EXERCISE:
Transcribe the full listing below exactly.

WORKING DATA:
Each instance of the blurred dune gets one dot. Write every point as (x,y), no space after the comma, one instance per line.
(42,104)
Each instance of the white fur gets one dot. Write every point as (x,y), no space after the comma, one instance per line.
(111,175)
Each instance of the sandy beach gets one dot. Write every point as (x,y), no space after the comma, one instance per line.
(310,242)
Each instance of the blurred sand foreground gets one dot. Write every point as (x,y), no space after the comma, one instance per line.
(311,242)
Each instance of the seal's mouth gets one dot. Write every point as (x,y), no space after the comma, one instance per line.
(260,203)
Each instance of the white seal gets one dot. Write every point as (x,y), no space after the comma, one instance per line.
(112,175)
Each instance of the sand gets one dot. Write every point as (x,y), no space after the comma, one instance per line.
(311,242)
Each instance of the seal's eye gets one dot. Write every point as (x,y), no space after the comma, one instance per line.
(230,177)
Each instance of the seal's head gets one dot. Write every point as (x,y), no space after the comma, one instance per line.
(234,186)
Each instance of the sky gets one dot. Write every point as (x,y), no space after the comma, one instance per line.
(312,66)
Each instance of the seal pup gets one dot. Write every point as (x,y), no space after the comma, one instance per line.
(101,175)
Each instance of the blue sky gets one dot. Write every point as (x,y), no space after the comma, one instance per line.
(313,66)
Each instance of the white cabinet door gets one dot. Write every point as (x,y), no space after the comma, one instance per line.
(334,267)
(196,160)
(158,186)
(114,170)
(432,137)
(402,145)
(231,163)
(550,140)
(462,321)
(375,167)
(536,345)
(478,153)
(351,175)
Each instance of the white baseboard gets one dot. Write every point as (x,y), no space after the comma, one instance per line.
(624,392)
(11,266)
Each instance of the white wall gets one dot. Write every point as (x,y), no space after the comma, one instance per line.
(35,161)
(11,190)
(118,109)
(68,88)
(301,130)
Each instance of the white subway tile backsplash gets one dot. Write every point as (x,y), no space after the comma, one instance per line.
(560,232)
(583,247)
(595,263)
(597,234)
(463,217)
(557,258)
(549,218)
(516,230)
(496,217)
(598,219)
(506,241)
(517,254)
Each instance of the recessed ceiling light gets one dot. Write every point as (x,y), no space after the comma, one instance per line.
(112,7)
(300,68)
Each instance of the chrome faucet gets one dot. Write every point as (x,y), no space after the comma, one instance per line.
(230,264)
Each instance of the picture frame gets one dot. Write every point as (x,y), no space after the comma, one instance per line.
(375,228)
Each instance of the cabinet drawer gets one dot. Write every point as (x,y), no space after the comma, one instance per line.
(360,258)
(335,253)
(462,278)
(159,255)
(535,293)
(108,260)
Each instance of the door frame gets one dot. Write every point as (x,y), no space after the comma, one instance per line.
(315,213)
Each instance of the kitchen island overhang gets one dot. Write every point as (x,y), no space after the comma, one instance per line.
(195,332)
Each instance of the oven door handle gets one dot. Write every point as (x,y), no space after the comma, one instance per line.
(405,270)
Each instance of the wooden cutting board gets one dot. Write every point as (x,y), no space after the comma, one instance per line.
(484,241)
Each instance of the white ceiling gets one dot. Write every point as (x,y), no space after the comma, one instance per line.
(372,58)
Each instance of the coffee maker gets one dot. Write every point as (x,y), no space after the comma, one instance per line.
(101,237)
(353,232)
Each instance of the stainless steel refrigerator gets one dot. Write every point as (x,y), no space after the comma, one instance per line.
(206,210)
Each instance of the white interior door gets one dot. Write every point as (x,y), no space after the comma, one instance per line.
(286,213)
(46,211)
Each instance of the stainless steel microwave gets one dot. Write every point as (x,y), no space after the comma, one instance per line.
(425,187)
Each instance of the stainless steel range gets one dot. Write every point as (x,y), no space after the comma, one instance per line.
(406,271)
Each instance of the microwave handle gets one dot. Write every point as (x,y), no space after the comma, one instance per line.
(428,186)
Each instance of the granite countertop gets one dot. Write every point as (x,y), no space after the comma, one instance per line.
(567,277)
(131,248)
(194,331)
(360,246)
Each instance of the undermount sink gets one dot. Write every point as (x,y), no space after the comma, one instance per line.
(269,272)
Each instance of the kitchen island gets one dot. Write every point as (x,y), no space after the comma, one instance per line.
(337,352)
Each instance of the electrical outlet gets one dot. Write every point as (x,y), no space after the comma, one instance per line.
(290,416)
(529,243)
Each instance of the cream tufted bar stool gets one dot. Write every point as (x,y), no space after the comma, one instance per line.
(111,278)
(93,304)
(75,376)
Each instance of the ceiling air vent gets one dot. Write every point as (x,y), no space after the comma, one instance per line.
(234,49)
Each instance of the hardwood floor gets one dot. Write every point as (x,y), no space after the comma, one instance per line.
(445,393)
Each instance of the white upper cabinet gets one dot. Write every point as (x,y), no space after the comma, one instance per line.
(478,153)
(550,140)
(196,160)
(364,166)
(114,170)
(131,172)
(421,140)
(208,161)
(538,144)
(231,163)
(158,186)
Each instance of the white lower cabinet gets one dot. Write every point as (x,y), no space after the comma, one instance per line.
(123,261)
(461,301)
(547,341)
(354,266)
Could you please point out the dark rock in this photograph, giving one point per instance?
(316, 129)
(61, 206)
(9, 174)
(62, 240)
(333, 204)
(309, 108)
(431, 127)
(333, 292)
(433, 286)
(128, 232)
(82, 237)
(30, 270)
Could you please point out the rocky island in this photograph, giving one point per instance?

TASK OUTPUT:
Each instance of the blurred dune gets one dot. Write every point as (x,y), no space after the comma, one instance per line.
(42,104)
Each instance of the white fur gets one dot. Write every point as (x,y), no space after the comma, one instance per line.
(111,175)
Each instance of the sandy beach gets one dot. Write every point as (x,y), no space after the comma, one instance per line.
(310,242)
Each instance of the blurred sand foreground gets one dot. Write every point as (x,y), no space after the comma, one instance per line.
(311,242)
Each instance of the seal's mouth gets one dot. Write every point as (x,y), no space after the comma, one instance per line.
(260,203)
Each instance of the white seal gets one dot. Write every point as (x,y), no space after the comma, one instance per line.
(112,175)
Each instance of the sand gets one dot. Write every point as (x,y), no space after the comma, one instance per line.
(311,242)
Each instance of the seal's eye gets one dot. Write every point as (x,y), no space after the comma, one instance per line.
(230,177)
Each instance of the seal's head gets one dot. Write every point as (x,y), no space after the comma, one instance per line.
(234,186)
Each instance of the sky gets one dot. Write every point as (x,y), no space after the comma, one instance per line.
(312,66)
Each instance of the seal pup gets one dot. Write every point as (x,y), no space after the comma, one instance per line.
(101,175)
Each instance of the blue sky gets one dot. Write every point as (x,y), no space after the comma, one instance per line.
(313,66)
Each instance of the white cabinet door gets one dot. Write every point as (x,y), no space after the comma, one instance per line.
(334,267)
(196,160)
(158,186)
(114,170)
(432,137)
(402,145)
(231,163)
(550,140)
(462,321)
(375,167)
(536,345)
(478,153)
(351,175)
Each instance of the white baseboard gets one dot. Write every point as (x,y), no space after the comma, one instance per line.
(624,392)
(11,266)
Each instance of the white wall gets one dot. Write every point as (x,y), no space after the comma, one instance per line.
(35,161)
(11,190)
(118,109)
(68,88)
(301,130)
Each instance of the white subway tile backsplash gets one dot. Write every point as (x,y), no space after the comma, one instance per line.
(560,232)
(583,247)
(595,263)
(597,234)
(463,217)
(557,258)
(549,218)
(516,230)
(496,217)
(598,219)
(506,241)
(517,254)
Each instance of the recessed ceiling light gets one dot. Write every point as (x,y), no space after the comma, one instance per line.
(112,7)
(300,68)
Each instance of the chrome faucet gets one dot. Write every point as (x,y), no space after the comma, one instance per line.
(230,264)
Each instance of the picture frame gets one dot. Write every point as (x,y), no space after the comma, one instance per line.
(375,228)
Each instance of the cabinet drawer gets one dot. Write every point as (x,y), no space after the comma, one instance per line.
(360,258)
(335,253)
(462,278)
(159,255)
(535,293)
(108,260)
Each instance of the door frame gets one dot. Write every point as (x,y), no space after the comma, one instance per line.
(315,213)
Each instance of the kitchen island overhang gets one dot. Write every point as (x,y), no space after the comma, one instance per line.
(195,332)
Each instance of the oven door handle gets one dot. Write every point as (x,y), no space after the comma, one instance per line.
(405,270)
Each instance of the wooden cutting board gets one dot. Write every point as (x,y), no space after the comma, one instance per line.
(484,241)
Each instance of the white ceiling gets one dot. Write every point as (x,y), no space after the comma, one instance per line.
(372,58)
Each instance of the coffee maker gets one dot. Write every point as (x,y), no space after the comma, one instance per line.
(101,237)
(353,232)
Each instance of the stainless steel refrigerator gets one dot. Write every point as (x,y), no space after the comma, one instance per line.
(206,210)
Each instance of the white interior door gets one dot. Write every point as (x,y), no space after the comma, one instance per line.
(286,213)
(46,211)
Each instance of the stainless steel microwave gets one dot. Write every point as (x,y), no space after the comma, one instance per line.
(425,187)
Each instance of the stainless steel range gets one dot. Write every point as (x,y), no space after the comma, one instance per line.
(406,271)
Each instance of the microwave handle gets one dot. Write every point as (x,y), no space after the comma, one instance per line.
(428,186)
Each instance of the granite countertop gets one dot. Write every point as (x,y), no space after the comma, one instance per line.
(567,277)
(131,248)
(194,331)
(360,246)
Each instance of the undermount sink gets one dot. Write every point as (x,y), no space after the comma, one instance per line.
(269,272)
Each instance of the kitchen island gets one dot. Write every point as (x,y), no space after the comma, one instance per line.
(337,352)
Each instance of the electrical outlet gets one dot. Write every point as (x,y), no space after the comma, one instance per line.
(290,416)
(529,243)
Each instance of the cream tufted bar stool gets one dot. Write every point as (x,y), no space after the comma, one instance per line.
(111,278)
(93,304)
(75,376)
Each instance of the ceiling air vent gets one dot. Write every point as (x,y), no space after the comma, one instance per line.
(234,49)
Each instance of the hardwood floor gets one dot. Write every point as (x,y), no space after the comma, one instance per line.
(445,393)
Each instance of the white upper cabinet gets one dot. Write every point as (x,y), no space after the comma, one instance per line.
(478,153)
(550,140)
(196,160)
(364,166)
(114,170)
(131,172)
(421,140)
(208,161)
(538,144)
(231,163)
(158,186)
Each instance of the white lower cabinet gets one dot. Write every point as (x,y), no space after the comma, one instance per line.
(123,261)
(461,301)
(547,341)
(354,266)
Could you please point out the dark rock in this photograph, giving one point per instance?
(316, 129)
(61, 206)
(9, 174)
(62, 240)
(333, 204)
(309, 108)
(431, 127)
(333, 292)
(433, 286)
(128, 232)
(82, 237)
(30, 270)
Could you please point out the rocky island in this photograph, giving one point per instance?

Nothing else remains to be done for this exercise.